Разумеется, идея изоляции советской науки только при поверхностной оценке выглядит идиотской. На самом деле это не так. Большевистский тоталитарный режим, когда были оставлены мечты о мировой революции, не собирался включаться в мировой культурно-исторический процесс. Он мог относительно устойчиво сохраняться только в условиях полной изоляции от мира. Она гарантировала его от идеологической коррозии, она же позволяла властям кормить свой народ байками о «загнивающем капитализме», о тяжкой доле трудящихся в буржуазных странах Запада и одновременно поселять в душах людей не только уверенность в единственности избранного страной пути, но и подлинную гордость за свою личную сопричастность к великому делу построения нового общества.

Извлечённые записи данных
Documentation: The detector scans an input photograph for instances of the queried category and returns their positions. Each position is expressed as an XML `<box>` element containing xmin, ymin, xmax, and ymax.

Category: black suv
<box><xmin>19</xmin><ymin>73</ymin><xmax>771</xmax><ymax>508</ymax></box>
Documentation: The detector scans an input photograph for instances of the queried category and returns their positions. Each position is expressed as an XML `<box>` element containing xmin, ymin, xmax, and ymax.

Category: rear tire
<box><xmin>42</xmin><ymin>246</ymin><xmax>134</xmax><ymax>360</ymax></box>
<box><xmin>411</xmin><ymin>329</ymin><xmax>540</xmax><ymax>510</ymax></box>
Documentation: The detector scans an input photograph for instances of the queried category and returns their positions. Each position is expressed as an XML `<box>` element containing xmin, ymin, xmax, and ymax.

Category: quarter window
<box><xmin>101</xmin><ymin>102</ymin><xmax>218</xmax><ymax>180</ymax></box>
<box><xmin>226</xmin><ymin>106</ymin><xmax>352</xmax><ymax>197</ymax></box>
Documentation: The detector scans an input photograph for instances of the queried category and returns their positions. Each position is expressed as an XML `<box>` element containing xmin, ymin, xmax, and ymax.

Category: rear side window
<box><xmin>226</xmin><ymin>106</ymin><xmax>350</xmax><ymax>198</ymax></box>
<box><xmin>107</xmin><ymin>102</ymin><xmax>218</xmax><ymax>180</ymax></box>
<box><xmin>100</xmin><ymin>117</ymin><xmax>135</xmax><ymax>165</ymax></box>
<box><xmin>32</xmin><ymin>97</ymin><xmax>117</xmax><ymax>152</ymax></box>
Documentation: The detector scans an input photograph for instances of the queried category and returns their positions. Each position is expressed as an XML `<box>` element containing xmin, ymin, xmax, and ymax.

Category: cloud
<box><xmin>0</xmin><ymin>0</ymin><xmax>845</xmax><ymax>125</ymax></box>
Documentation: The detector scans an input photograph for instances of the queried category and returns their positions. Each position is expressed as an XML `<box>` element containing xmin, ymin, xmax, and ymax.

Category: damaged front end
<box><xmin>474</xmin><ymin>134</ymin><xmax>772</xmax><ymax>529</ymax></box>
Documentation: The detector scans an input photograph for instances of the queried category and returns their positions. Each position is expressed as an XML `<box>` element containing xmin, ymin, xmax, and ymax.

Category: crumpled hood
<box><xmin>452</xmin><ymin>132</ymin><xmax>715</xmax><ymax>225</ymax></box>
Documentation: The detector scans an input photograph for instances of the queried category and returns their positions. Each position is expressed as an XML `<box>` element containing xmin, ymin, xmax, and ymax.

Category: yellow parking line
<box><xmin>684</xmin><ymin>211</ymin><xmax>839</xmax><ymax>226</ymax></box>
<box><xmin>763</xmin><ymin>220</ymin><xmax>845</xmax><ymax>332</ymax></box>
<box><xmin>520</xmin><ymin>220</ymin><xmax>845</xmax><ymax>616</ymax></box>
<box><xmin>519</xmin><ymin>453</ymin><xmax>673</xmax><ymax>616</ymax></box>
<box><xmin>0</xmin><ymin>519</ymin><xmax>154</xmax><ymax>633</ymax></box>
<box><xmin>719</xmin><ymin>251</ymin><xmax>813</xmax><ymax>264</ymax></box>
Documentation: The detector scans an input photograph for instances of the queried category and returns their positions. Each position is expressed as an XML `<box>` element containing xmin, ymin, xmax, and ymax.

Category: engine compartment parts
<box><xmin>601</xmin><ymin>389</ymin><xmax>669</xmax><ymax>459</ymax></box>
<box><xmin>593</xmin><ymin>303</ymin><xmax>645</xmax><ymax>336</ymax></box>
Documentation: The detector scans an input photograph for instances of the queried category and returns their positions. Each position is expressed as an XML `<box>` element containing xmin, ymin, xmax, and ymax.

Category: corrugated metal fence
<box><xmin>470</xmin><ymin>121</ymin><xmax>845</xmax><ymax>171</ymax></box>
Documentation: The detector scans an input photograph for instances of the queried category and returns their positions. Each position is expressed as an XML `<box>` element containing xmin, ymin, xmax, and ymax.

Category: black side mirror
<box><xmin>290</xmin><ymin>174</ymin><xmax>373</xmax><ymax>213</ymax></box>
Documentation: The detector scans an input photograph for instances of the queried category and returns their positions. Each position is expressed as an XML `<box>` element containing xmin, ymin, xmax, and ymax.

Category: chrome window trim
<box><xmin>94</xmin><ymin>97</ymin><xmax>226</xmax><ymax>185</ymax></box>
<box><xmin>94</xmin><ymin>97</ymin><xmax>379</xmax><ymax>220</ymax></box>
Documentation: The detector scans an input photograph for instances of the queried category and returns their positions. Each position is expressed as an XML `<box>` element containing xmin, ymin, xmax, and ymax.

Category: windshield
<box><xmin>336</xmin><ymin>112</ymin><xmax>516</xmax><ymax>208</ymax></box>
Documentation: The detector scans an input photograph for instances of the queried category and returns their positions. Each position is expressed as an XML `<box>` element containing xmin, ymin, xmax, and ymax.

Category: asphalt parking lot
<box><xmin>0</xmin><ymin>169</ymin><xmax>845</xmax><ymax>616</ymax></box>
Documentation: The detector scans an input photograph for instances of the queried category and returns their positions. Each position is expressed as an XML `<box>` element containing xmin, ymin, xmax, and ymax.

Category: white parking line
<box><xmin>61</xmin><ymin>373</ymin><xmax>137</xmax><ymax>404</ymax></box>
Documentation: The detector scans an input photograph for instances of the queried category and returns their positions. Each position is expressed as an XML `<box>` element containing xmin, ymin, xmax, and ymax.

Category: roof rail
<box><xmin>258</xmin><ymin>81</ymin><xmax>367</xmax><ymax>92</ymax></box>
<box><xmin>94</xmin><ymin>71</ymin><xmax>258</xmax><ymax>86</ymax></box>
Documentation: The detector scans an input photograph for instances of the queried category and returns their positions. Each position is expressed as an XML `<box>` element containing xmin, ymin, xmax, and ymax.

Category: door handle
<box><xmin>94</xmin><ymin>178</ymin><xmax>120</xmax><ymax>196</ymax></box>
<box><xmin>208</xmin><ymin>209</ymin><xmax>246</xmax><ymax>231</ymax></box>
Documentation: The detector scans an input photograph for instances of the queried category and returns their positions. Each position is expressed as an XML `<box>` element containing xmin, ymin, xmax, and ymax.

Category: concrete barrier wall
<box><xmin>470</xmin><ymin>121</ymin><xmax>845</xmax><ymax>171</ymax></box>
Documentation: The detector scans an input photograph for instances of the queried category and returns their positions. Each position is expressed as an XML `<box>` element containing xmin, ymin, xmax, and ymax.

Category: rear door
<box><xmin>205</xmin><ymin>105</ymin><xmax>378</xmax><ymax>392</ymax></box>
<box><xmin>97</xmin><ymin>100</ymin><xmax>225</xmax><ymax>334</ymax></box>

## ЗАДАНИЕ 1
Согласно фрагменту документа, в каких условиях большевистский тоталитарный режим мог относительно устойчиво сохраняться?
## ЗАДАНИЕ 2
Определите, соответствуют ли фрагменту документа утверждения (a), (b) и (c), и для каждого ответьте «да» или «нет», приведя решающие слова фрагмента.
(a) Идея изоляции советской науки выглядит идиотской лишь при поверхностной оценке.
(b) Большевистский режим стремился включиться в мировой культурно-исторический процесс.
(c) Изоляция позволяла властям рассказывать народу о «загнивающем капитализме».
Опирайтесь только на фрагмент документа.

## ОТВЕТ 1
В условиях полной изоляции от мира.

## ОТВЕТ 2
(a) Да: «только при поверхностной оценке выглядит идиотской».
(b) Нет: «не собирался включаться в мировой культурно-исторический процесс».
(c) Да: «позволяла властям кормить свой народ байками о «загнивающем капитализме»».